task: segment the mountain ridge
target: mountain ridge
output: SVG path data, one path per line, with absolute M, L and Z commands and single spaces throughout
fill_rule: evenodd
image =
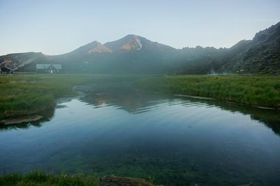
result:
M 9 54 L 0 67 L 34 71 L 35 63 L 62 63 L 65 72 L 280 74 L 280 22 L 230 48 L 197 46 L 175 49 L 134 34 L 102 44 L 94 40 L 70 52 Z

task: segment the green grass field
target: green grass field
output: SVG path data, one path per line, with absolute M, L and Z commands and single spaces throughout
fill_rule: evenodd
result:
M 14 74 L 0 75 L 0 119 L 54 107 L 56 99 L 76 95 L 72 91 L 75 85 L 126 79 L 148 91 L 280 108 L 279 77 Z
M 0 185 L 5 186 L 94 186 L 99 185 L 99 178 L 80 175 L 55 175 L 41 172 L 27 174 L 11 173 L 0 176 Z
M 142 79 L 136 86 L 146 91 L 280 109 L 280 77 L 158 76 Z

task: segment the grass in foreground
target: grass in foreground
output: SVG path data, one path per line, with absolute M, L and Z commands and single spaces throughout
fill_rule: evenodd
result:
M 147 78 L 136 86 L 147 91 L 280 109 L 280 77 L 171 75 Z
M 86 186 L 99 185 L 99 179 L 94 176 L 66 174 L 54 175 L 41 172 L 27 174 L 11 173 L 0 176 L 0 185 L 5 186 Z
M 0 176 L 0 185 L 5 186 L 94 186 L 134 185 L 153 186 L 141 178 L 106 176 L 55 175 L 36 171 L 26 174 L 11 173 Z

- YOUR INSTRUCTIONS -
Starting with the first line of the data and going on through the line containing "M 142 79 L 136", write those lines out again in full, shifting every coordinate in the answer paths by adding 63 to it. Change nothing else, and leave the pictures out.

- WRITTEN REPLY -
task: segment the mountain ridge
target: mountain ridge
output: SVG path data, one path per line, with absolute M, L and Z commands and single spaces throughout
fill_rule: evenodd
image =
result:
M 72 117 L 63 130 L 97 134 L 98 126 L 125 126 L 128 135 L 343 137 L 343 85 L 293 111 L 260 109 L 238 112 L 197 97 L 165 107 L 157 103 L 133 115 Z

task: segment the green grass field
target: green grass field
output: SVG path data, one path per line, with absolute M, L and Z commands and single spaces throughout
fill_rule: evenodd
result:
M 77 137 L 63 138 L 63 182 L 117 170 L 119 162 L 139 158 L 135 154 L 138 148 L 189 142 L 211 154 L 343 171 L 342 140 Z
M 63 248 L 68 249 L 157 249 L 162 248 L 162 241 L 143 238 L 118 238 L 104 235 L 90 237 L 74 236 L 63 239 Z
M 205 142 L 199 149 L 209 154 L 343 172 L 343 140 L 221 139 Z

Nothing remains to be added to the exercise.